Records for this exercise
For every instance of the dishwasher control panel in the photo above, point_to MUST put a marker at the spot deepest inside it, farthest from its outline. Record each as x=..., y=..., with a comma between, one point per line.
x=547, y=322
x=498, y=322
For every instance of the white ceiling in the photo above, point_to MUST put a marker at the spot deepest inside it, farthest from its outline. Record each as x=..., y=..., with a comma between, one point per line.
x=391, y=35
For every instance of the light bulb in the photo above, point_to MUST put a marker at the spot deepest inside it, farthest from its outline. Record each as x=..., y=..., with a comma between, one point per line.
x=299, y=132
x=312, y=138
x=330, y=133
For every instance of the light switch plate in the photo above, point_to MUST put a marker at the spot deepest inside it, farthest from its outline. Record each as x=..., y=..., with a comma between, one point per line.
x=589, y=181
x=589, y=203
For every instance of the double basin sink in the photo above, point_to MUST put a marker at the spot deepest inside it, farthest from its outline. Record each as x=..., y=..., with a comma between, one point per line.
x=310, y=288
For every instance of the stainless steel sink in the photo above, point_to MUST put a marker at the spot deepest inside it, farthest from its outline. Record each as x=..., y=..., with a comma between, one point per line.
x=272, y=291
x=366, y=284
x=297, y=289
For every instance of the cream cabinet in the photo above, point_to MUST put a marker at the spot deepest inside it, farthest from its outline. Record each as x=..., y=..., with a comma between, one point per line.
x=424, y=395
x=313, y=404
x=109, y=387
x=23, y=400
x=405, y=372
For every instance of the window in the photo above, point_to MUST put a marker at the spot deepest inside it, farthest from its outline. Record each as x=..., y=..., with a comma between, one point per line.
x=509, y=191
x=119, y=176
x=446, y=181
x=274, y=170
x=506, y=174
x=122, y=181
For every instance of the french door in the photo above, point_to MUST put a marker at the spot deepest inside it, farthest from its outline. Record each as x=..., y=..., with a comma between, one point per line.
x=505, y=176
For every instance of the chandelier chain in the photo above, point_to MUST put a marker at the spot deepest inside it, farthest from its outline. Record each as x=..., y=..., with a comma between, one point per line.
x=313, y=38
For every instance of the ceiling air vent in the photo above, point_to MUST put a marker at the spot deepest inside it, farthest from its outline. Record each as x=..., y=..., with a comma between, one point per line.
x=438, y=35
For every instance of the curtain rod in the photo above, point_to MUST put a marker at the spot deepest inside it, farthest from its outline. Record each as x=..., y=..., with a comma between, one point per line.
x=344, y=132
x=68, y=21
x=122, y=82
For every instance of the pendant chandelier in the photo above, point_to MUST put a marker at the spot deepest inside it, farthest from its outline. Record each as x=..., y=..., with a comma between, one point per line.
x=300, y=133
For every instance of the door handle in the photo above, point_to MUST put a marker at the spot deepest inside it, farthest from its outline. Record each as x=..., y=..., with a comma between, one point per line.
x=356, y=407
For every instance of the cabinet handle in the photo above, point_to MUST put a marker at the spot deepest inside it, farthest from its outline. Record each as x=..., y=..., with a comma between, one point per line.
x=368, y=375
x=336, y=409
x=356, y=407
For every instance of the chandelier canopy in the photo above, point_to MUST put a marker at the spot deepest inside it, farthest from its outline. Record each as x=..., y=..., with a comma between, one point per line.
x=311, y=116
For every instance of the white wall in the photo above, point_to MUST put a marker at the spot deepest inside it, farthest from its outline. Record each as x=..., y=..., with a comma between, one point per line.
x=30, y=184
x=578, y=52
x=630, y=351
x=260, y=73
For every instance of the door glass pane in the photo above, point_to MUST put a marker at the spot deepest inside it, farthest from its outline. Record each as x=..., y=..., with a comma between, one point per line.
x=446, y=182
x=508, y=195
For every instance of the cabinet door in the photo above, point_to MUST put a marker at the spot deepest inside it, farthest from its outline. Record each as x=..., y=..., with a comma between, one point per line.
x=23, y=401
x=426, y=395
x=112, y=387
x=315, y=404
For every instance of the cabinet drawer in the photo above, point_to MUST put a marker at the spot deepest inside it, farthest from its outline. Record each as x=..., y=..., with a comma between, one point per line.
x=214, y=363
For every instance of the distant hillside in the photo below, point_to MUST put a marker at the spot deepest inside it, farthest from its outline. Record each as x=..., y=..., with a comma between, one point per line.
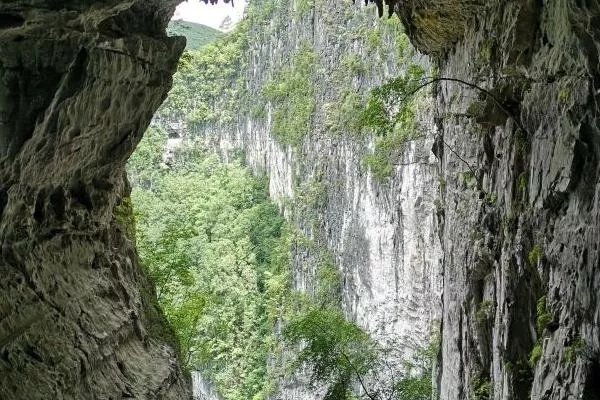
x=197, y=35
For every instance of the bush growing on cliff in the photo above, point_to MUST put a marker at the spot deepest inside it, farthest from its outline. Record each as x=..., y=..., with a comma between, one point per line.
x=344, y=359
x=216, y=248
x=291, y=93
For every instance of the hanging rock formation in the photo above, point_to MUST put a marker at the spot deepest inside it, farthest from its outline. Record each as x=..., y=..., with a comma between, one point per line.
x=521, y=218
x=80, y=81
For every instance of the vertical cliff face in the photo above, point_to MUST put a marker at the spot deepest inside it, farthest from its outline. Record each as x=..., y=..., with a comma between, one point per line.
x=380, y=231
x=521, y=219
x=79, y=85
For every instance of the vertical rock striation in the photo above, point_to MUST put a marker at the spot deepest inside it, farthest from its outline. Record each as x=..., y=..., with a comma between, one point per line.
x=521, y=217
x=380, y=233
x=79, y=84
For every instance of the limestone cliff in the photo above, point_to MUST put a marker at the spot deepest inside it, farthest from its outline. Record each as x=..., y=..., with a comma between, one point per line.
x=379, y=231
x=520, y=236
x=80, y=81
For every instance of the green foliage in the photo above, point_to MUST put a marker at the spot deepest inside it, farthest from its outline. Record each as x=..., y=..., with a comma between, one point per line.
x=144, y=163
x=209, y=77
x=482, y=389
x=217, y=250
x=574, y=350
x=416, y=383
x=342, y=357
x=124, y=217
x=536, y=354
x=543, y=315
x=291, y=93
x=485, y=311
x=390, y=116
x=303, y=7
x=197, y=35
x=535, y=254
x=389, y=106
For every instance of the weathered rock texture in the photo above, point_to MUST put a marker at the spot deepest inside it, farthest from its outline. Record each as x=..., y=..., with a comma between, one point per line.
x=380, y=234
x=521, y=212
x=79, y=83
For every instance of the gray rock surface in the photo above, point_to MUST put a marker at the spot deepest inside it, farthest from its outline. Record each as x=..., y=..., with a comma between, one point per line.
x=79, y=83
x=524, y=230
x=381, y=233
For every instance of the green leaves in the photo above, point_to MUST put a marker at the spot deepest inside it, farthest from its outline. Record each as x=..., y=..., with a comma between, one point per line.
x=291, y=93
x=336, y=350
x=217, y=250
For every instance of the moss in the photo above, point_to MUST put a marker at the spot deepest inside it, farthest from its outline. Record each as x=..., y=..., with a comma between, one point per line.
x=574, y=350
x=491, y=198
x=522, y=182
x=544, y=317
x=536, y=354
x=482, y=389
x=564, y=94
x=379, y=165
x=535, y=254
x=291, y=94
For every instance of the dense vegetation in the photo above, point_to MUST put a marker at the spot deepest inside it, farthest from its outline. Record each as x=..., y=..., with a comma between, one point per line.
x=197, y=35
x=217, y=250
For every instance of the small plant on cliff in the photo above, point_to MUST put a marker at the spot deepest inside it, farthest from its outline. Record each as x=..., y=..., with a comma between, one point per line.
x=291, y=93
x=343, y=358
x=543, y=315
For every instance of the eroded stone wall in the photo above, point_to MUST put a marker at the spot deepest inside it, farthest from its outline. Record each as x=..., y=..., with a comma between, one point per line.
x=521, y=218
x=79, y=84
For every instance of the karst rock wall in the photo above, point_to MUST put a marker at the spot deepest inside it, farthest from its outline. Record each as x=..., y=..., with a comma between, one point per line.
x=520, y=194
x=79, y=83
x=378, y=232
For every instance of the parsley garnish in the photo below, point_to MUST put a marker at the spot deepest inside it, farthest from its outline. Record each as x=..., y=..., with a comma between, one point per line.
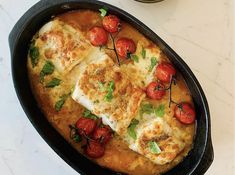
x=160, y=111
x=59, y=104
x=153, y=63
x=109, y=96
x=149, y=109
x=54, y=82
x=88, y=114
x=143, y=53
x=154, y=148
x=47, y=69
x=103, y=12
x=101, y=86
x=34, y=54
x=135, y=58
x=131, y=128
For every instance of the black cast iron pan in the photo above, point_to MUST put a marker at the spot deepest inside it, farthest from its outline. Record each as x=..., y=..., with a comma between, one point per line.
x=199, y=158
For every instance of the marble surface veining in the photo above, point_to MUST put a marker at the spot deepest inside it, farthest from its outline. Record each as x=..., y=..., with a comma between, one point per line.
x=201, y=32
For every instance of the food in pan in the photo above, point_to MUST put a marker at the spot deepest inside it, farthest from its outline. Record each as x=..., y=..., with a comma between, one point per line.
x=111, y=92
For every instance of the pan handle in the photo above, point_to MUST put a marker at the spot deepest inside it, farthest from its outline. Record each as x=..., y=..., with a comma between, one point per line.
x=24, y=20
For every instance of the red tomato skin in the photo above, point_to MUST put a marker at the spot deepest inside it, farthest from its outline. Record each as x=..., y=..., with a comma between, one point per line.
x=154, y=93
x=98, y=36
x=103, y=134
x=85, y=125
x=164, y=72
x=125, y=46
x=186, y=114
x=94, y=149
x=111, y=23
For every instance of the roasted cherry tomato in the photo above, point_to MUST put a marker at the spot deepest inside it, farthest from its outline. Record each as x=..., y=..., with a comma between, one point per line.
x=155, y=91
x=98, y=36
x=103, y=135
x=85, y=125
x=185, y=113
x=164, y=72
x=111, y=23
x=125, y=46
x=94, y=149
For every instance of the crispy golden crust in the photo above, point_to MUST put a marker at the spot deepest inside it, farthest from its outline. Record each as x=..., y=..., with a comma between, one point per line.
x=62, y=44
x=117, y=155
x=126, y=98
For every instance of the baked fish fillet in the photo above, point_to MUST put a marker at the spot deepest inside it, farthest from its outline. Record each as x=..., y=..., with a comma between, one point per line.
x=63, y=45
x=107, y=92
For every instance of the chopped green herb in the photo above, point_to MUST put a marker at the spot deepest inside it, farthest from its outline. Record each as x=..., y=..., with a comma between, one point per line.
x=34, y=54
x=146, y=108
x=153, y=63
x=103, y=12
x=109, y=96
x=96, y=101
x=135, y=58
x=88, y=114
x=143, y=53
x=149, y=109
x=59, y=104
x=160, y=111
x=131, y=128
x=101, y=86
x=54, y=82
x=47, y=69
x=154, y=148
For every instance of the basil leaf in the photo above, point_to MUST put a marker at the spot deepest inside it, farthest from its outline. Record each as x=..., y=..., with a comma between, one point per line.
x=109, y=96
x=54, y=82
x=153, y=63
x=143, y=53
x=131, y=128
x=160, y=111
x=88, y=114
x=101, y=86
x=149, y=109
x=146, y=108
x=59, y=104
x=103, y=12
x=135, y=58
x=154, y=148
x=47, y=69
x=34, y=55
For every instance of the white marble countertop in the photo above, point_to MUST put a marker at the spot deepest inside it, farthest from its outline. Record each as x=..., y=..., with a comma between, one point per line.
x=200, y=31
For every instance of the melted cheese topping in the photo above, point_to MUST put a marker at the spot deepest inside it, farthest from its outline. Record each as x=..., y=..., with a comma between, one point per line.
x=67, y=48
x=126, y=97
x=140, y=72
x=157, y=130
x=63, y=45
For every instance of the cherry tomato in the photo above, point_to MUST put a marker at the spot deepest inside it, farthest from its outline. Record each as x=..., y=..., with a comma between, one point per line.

Problem to work on
The lines to return run from the one containing "For every instance of the melted" through the last line of the material above. Please reproduce them exactly.

Response below
For every instance of the melted cheese topping in the photo above, point_to MUST put a marker at the spot deepest inside it, farthest from its outline. Record each as x=..., y=..., with a comma between, one point per line.
x=67, y=48
x=126, y=97
x=140, y=72
x=157, y=130
x=63, y=45
For every instance of the cherry tomato in the photo above, point_to MUST put a marker at the spot deepest inside it, farthest from its outline. Record each as x=..., y=..., with a comma between, one point per line.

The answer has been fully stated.